All of the material below is to be repeated exactly.
#### GIVEN INFORMATION
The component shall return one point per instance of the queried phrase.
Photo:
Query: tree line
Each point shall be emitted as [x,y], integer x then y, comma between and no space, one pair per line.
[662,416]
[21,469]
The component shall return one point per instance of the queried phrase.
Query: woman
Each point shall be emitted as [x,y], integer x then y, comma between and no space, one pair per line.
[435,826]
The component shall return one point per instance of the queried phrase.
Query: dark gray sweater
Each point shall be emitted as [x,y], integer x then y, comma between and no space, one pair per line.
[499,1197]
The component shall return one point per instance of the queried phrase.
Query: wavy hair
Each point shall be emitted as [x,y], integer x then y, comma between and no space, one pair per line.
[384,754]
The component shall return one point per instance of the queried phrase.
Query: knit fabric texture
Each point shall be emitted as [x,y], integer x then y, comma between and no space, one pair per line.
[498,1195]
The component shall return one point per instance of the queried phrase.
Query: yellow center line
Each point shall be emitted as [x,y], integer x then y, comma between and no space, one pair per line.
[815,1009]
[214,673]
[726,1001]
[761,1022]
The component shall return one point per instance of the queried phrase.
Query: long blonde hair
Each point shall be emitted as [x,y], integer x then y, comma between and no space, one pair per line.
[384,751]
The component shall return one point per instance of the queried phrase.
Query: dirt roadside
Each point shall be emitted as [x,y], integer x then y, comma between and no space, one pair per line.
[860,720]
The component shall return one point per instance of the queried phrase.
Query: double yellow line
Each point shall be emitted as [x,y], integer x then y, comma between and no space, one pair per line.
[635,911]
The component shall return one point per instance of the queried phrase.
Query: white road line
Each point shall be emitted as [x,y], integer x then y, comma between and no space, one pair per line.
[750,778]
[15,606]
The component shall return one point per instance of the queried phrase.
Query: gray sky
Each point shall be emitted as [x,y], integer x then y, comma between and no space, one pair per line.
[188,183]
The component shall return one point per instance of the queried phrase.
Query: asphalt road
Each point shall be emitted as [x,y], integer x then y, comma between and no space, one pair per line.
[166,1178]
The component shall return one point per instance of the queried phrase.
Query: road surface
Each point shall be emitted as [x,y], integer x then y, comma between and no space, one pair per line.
########
**ANSWER TO THIS PROBLEM**
The component shall return one point per instance of the queried phrase.
Photo:
Query: tree line
Each point shall be emitted as [x,y], integer x then y, comma between and no space, one pair per line.
[662,416]
[21,469]
The component shall return one point per instance of the queried phrase.
Query: woman
Each point shall be emitted as [x,y], integer x then y, comma between and no space, one pair per line.
[435,826]
The component shall return one point per instance of the queried phrase.
Query: dark gray sweater
Each point shall be emitted as [x,y], integer x then y, comma between and no space, one pair per line.
[499,1197]
The component shall return one point per instance of the queried phrase.
Query: wavy hair
Each point shall be emitted as [x,y], integer x then y, comma between and no space, one pair per line.
[384,754]
The component shall return one point per instance of the queried phrase.
Query: knit fabric texture
Each point shall be emitted as [x,y], integer x then y, comma between and no space, one pair per line.
[498,1195]
The component shall return one point per instance of the queried phrase.
Query: yellow center line
Each point shall be emitted as [x,y], integer x then y, comma between and no space, one pair per line.
[815,1009]
[214,673]
[726,1001]
[761,1022]
The component shall return one point per instance of the queried phrase.
Query: long blonde hair
Each point shall be emitted as [x,y], integer x then y, comma between and no space, one pair per line.
[384,751]
The component shall return one point per instance of the queried phrase.
Query: dirt roadside
Each point shall be emitted as [x,y], integer x then y, comma between and no space, one pair per line.
[860,720]
The component shall return one point per instance of the queried phrase.
Query: double yellow line
Each point shall be emitted as [x,y], integer x then y, comma between and no space, one pair per line.
[635,911]
The component shall return one point per instance of the queried phrase.
Query: white road line
Each point shall be emitted as [x,y], integer x then y, comma between and no space, one pair per line.
[750,778]
[15,606]
The component shall return one point per instance of the queried phrase.
Query: gray sky
Each point shall be emitted as [x,y], integer x then y, comma between and no space, one pair per line.
[188,183]
The component shall return one point per instance of the queried phrase.
Query: asphalt road
Each point shall be emitted as [x,y], integer x then y, comma between and no space, one pair per line.
[166,1178]
The component shall return one point per instance of the queried phrase.
Query: road surface
Each point shall be emitted as [x,y], integer x then y, comma between and no space, one pair per line.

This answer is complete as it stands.